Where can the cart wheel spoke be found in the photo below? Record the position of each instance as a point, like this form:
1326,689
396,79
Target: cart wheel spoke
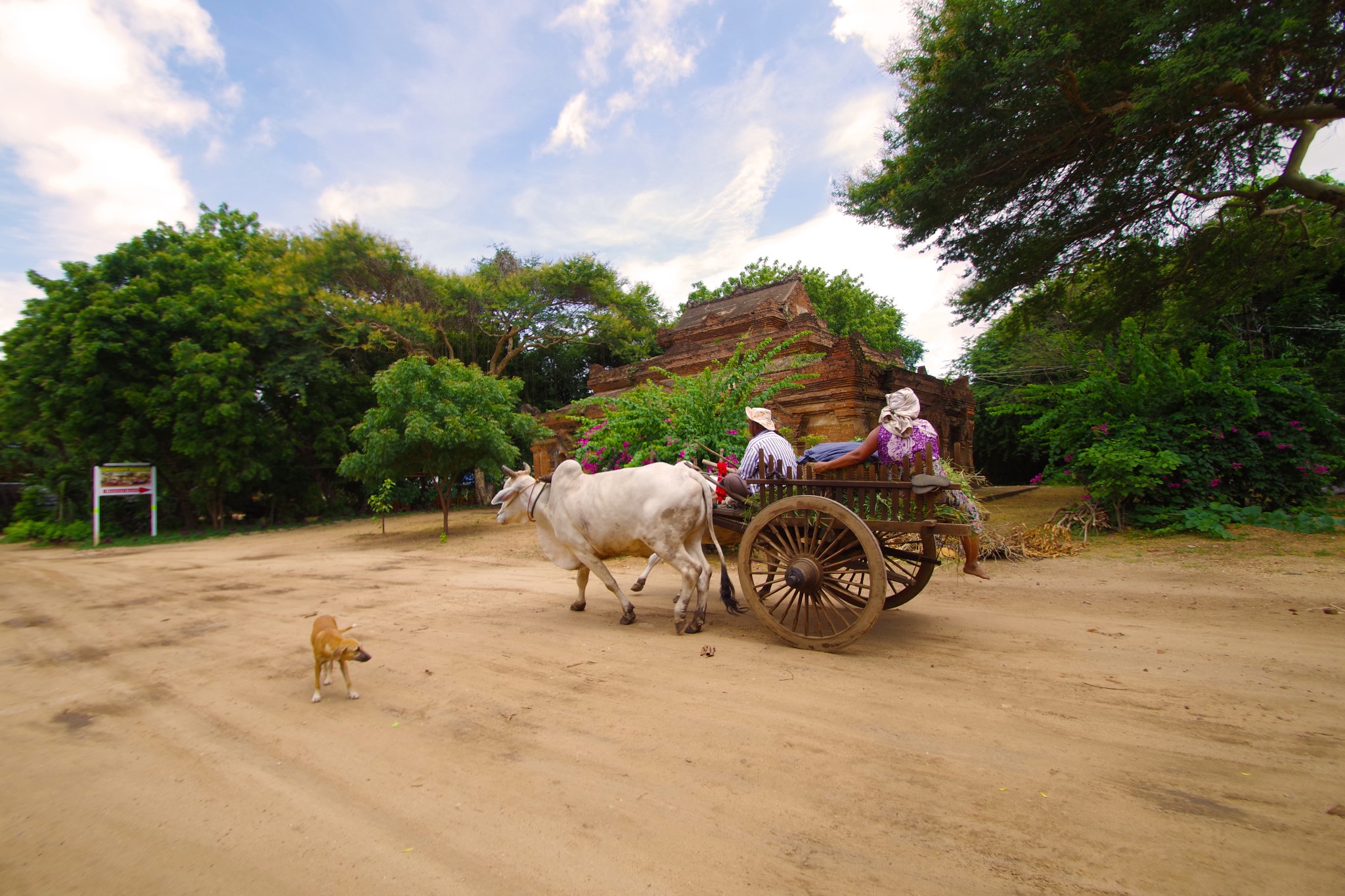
813,572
------
Given exercise | Give the listing above as a JSON list of strings, one string per line, with blank lines and the picture left out.

Exercise result |
[
  "Where can the cart wheel spoke be found in the photo below? Record the position of each instance as a point, like this form:",
  "1326,689",
  "396,79",
  "Target: cart wheel spoke",
  "813,572"
]